STATED TASK: Copy out the lines of the material below without any change, starting at the line that contains "[pin] cut log" and continuing through the end of the material, with both ends included.

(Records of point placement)
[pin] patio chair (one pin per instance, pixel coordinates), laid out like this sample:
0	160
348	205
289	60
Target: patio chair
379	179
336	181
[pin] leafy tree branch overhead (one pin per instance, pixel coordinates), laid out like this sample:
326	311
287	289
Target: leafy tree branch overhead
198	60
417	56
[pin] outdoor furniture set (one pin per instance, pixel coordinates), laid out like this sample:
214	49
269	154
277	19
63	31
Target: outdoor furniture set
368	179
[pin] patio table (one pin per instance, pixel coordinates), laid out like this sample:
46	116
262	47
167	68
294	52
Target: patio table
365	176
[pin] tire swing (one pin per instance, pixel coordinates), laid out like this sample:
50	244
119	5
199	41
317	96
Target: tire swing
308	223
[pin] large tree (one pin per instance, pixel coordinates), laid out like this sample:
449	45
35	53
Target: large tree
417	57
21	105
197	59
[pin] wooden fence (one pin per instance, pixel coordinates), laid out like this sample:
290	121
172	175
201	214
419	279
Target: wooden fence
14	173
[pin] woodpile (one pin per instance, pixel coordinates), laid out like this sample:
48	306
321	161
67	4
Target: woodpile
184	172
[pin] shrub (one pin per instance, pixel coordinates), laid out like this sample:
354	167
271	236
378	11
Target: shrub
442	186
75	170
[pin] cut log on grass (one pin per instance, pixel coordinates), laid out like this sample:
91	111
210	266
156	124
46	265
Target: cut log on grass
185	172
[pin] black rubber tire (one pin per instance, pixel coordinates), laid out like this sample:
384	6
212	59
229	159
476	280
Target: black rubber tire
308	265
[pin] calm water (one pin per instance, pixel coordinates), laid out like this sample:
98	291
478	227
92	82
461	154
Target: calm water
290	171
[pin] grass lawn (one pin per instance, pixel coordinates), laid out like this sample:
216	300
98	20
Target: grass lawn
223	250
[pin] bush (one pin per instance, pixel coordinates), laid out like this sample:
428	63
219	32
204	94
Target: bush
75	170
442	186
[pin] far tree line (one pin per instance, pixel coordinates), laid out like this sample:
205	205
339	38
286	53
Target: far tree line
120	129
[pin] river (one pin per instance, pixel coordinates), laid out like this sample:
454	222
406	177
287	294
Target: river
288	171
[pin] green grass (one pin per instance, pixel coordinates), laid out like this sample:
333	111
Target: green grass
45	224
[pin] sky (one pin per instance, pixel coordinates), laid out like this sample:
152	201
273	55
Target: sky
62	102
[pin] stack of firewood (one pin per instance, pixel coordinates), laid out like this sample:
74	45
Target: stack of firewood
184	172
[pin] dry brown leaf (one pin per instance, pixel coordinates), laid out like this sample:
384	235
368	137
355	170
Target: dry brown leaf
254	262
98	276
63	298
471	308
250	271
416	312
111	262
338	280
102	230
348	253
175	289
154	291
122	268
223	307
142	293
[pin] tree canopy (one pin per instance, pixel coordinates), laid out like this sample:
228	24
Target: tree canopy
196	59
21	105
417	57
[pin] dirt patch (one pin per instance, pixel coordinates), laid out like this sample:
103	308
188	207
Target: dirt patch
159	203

TASK RESULT:
[pin] cut log on grass (one pin per instance, pixel coordinates), laid out like this sample:
91	111
210	266
156	124
46	265
Target: cut log on grass
185	172
[pin] black rubber tire (one pin per instance, pixel coordinates), laid out like this sample:
384	6
212	59
229	159
476	280
Target: black rubber tire
308	265
[pin] calm water (one pin per instance, pixel coordinates), laid out like this sample:
98	291
478	227
92	82
461	154
Target: calm water
290	171
[pin] grass lawn (one pin per instance, pixel coordinates), laid out like this sample:
216	300
98	20
Target: grass lawn
223	250
[pin] bush (one pin per instance, pixel coordinates), laid out like this sample:
428	63
219	32
204	94
Target: bush
75	170
442	186
[pin] far tree line (one pin per instance, pixel coordinates), laid out like this sample:
205	205
339	38
286	53
Target: far tree line
120	129
[pin] river (one pin per instance, pixel coordinates), laid out like this sample:
454	222
406	177
287	294
Target: river
288	171
[pin] green grass (one pin per instance, pixel coordinates), laid out like this sample:
333	111
Target: green grass
45	224
[pin] sky (one pin per instance, pixel coordinates), laid out like this sample:
152	201
273	55
Target: sky
62	102
[pin] stack of firewood (one pin per instance, pixel coordinates), laid out like this sample:
74	45
Target: stack of firewood
184	172
[pin] dry brown leaf (one pin per instance, pixel coordinates), laid out like this sample:
384	235
368	137
355	170
Target: dry brown leaf
254	262
98	276
63	298
471	308
250	271
416	312
111	262
338	280
102	230
348	253
175	289
154	291
122	268
223	307
142	293
[pin] tree canopy (one pin per instance, pixel coordinates), laid out like this sample:
228	24
Target: tree canopy
196	59
21	105
417	57
[pin] dirt patch (one pin per instance, pixel coordinates), laid out like this sample:
103	308
188	207
Target: dirt patch
159	203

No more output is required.